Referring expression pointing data
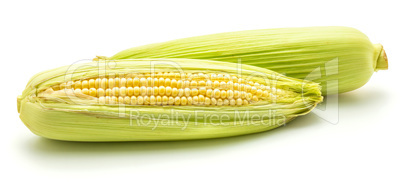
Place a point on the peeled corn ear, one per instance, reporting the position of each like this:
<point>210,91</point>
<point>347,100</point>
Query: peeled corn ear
<point>340,58</point>
<point>155,99</point>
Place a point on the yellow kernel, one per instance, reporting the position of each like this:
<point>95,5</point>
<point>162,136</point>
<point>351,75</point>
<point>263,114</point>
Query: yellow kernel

DIRECTIONS: For the word "like", show every line of the entries that holds it.

TASK RESULT:
Place a point on the peeled corn ear, one per instance, reporting the position of each like this:
Place a point on the yellow kernel, one per instance, reporting the position of each like this:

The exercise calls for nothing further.